• Supplied data
== Segment start ==
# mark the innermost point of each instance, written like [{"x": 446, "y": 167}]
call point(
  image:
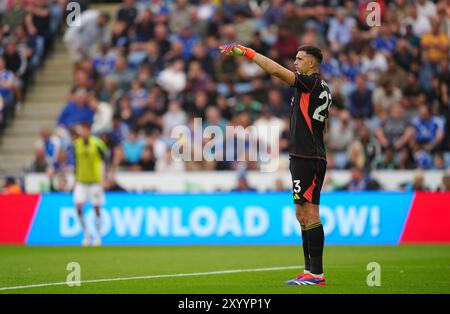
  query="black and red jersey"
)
[{"x": 309, "y": 111}]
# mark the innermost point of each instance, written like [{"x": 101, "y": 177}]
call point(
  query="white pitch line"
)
[{"x": 218, "y": 272}]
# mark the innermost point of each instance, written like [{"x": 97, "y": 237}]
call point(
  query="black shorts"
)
[{"x": 307, "y": 179}]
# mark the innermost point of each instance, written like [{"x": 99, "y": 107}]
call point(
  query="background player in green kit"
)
[{"x": 89, "y": 156}]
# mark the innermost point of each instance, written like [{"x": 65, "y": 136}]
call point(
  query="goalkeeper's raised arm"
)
[{"x": 270, "y": 66}]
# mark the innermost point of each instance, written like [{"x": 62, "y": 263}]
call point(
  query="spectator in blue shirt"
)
[
  {"x": 76, "y": 111},
  {"x": 429, "y": 130},
  {"x": 133, "y": 147}
]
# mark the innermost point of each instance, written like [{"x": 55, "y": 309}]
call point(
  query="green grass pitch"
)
[{"x": 404, "y": 269}]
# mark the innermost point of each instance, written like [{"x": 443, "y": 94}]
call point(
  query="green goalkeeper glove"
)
[{"x": 235, "y": 49}]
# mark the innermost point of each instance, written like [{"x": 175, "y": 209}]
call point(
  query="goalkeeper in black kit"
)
[{"x": 309, "y": 112}]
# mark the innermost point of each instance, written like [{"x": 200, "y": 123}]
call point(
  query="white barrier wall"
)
[{"x": 211, "y": 181}]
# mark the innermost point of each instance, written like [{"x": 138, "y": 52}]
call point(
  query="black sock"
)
[
  {"x": 316, "y": 240},
  {"x": 305, "y": 248}
]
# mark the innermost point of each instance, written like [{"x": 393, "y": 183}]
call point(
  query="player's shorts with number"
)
[
  {"x": 307, "y": 179},
  {"x": 93, "y": 192}
]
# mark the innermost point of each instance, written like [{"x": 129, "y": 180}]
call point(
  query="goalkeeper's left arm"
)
[{"x": 268, "y": 65}]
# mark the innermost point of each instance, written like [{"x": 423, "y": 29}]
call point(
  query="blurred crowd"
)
[
  {"x": 154, "y": 65},
  {"x": 27, "y": 32}
]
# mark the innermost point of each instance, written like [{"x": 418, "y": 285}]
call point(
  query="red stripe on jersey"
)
[
  {"x": 304, "y": 104},
  {"x": 308, "y": 192}
]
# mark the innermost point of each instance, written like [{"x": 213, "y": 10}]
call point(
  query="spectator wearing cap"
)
[
  {"x": 445, "y": 184},
  {"x": 82, "y": 40},
  {"x": 76, "y": 111}
]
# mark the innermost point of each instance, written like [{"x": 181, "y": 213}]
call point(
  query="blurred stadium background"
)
[{"x": 153, "y": 65}]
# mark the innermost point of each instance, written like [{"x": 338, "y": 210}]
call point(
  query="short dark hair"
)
[{"x": 313, "y": 51}]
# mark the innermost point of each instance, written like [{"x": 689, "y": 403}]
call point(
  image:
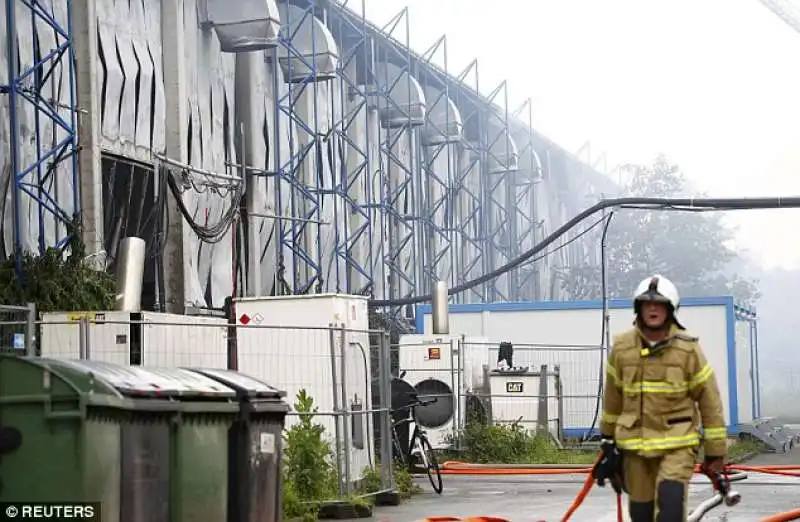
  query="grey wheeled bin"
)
[
  {"x": 199, "y": 472},
  {"x": 254, "y": 480}
]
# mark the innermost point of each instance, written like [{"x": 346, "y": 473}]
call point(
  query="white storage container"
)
[
  {"x": 515, "y": 396},
  {"x": 570, "y": 334},
  {"x": 138, "y": 338},
  {"x": 287, "y": 341}
]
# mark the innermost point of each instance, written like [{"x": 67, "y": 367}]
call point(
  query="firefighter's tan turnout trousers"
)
[{"x": 661, "y": 481}]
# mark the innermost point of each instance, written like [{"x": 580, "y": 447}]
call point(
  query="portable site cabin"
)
[{"x": 570, "y": 333}]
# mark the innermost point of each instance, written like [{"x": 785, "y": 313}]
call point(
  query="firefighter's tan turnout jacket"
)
[{"x": 653, "y": 396}]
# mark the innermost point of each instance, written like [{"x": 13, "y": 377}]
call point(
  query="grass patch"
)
[
  {"x": 740, "y": 449},
  {"x": 513, "y": 444}
]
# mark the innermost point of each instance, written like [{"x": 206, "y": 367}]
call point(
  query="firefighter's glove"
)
[
  {"x": 609, "y": 466},
  {"x": 713, "y": 464}
]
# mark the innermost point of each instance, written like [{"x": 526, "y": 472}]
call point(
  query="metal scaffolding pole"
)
[
  {"x": 301, "y": 172},
  {"x": 524, "y": 202},
  {"x": 442, "y": 133},
  {"x": 356, "y": 245},
  {"x": 469, "y": 189},
  {"x": 500, "y": 164},
  {"x": 402, "y": 109},
  {"x": 41, "y": 105}
]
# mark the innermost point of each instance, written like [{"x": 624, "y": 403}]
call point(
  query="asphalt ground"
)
[{"x": 535, "y": 499}]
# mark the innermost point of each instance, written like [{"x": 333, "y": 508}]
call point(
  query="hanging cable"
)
[
  {"x": 603, "y": 329},
  {"x": 661, "y": 204}
]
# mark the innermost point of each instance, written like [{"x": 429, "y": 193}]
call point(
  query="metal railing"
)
[{"x": 17, "y": 328}]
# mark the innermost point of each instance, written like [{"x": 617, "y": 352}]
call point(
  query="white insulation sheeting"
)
[
  {"x": 356, "y": 184},
  {"x": 569, "y": 334}
]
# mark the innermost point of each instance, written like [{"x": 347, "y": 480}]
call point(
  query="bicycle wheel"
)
[{"x": 431, "y": 464}]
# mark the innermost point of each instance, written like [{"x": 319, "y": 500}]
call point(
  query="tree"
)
[{"x": 693, "y": 249}]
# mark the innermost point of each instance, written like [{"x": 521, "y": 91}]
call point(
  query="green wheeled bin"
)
[
  {"x": 200, "y": 461},
  {"x": 87, "y": 432},
  {"x": 254, "y": 481}
]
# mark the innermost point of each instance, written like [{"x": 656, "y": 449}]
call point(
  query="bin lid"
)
[
  {"x": 163, "y": 382},
  {"x": 243, "y": 384}
]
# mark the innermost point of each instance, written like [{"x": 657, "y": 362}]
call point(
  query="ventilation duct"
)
[
  {"x": 443, "y": 123},
  {"x": 130, "y": 275},
  {"x": 311, "y": 53},
  {"x": 252, "y": 25},
  {"x": 502, "y": 155},
  {"x": 405, "y": 106},
  {"x": 530, "y": 164}
]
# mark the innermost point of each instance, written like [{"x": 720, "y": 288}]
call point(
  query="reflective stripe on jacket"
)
[{"x": 655, "y": 403}]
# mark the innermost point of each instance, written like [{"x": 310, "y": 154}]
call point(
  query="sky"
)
[{"x": 712, "y": 84}]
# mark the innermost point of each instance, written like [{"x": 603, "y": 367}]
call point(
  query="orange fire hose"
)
[{"x": 462, "y": 468}]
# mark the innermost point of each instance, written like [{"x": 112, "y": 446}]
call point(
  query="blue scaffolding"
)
[
  {"x": 39, "y": 101},
  {"x": 299, "y": 174},
  {"x": 432, "y": 180}
]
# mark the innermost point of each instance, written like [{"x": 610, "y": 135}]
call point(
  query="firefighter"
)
[{"x": 659, "y": 388}]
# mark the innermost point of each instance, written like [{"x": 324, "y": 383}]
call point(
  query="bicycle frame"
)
[{"x": 414, "y": 441}]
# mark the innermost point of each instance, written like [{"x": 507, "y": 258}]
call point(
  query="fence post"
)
[
  {"x": 560, "y": 399},
  {"x": 84, "y": 338},
  {"x": 30, "y": 330},
  {"x": 346, "y": 420},
  {"x": 336, "y": 409},
  {"x": 542, "y": 414},
  {"x": 384, "y": 397}
]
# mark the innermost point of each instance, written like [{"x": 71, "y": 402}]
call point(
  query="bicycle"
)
[
  {"x": 419, "y": 445},
  {"x": 722, "y": 494}
]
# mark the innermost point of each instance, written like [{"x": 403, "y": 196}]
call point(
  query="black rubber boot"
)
[
  {"x": 671, "y": 501},
  {"x": 642, "y": 511}
]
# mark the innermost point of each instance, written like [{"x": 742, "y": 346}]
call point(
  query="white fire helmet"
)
[{"x": 660, "y": 289}]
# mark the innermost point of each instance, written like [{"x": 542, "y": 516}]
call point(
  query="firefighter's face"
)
[{"x": 654, "y": 314}]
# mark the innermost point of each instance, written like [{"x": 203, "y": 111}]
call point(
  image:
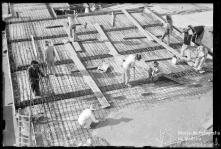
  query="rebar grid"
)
[{"x": 61, "y": 128}]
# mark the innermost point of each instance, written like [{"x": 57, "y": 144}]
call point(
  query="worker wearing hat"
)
[
  {"x": 186, "y": 42},
  {"x": 127, "y": 65},
  {"x": 50, "y": 57},
  {"x": 202, "y": 53},
  {"x": 154, "y": 72},
  {"x": 168, "y": 29},
  {"x": 72, "y": 20},
  {"x": 34, "y": 74},
  {"x": 197, "y": 33},
  {"x": 86, "y": 118}
]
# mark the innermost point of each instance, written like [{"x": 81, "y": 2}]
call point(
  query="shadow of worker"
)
[{"x": 109, "y": 122}]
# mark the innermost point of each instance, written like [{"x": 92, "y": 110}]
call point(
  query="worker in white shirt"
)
[
  {"x": 127, "y": 64},
  {"x": 155, "y": 72},
  {"x": 168, "y": 29},
  {"x": 87, "y": 117},
  {"x": 50, "y": 57},
  {"x": 72, "y": 21},
  {"x": 202, "y": 53}
]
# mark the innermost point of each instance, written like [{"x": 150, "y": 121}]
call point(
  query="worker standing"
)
[
  {"x": 72, "y": 21},
  {"x": 87, "y": 117},
  {"x": 186, "y": 42},
  {"x": 34, "y": 75},
  {"x": 127, "y": 65},
  {"x": 197, "y": 33},
  {"x": 154, "y": 72},
  {"x": 202, "y": 53},
  {"x": 168, "y": 29},
  {"x": 50, "y": 57}
]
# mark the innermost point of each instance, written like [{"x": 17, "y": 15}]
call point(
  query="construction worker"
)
[
  {"x": 168, "y": 29},
  {"x": 72, "y": 20},
  {"x": 154, "y": 72},
  {"x": 50, "y": 57},
  {"x": 197, "y": 33},
  {"x": 202, "y": 53},
  {"x": 186, "y": 42},
  {"x": 86, "y": 8},
  {"x": 87, "y": 117},
  {"x": 127, "y": 65},
  {"x": 34, "y": 75}
]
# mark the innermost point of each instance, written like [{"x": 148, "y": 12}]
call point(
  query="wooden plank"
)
[
  {"x": 148, "y": 35},
  {"x": 88, "y": 79},
  {"x": 137, "y": 24},
  {"x": 164, "y": 21},
  {"x": 33, "y": 45},
  {"x": 107, "y": 42}
]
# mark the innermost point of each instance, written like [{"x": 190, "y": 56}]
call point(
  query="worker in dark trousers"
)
[
  {"x": 168, "y": 29},
  {"x": 186, "y": 41},
  {"x": 34, "y": 75},
  {"x": 197, "y": 33}
]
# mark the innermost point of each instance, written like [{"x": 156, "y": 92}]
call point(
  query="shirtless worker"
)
[
  {"x": 202, "y": 53},
  {"x": 50, "y": 57},
  {"x": 34, "y": 75},
  {"x": 155, "y": 72},
  {"x": 86, "y": 118},
  {"x": 168, "y": 29},
  {"x": 186, "y": 42},
  {"x": 127, "y": 65},
  {"x": 197, "y": 33},
  {"x": 72, "y": 20}
]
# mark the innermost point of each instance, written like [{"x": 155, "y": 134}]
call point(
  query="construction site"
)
[{"x": 174, "y": 111}]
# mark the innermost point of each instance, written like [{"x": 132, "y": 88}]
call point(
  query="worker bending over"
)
[
  {"x": 202, "y": 53},
  {"x": 168, "y": 29},
  {"x": 34, "y": 74},
  {"x": 154, "y": 72},
  {"x": 186, "y": 42},
  {"x": 87, "y": 117},
  {"x": 72, "y": 21},
  {"x": 197, "y": 33},
  {"x": 127, "y": 65},
  {"x": 50, "y": 57}
]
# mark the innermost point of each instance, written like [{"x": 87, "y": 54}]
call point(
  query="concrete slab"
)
== Segment end ==
• Exercise prompt
Report every line of the data above that contains the string "blue" by copying it in full.

• Response below
  query="spectator in blue shirt"
  query="blue scaffolding"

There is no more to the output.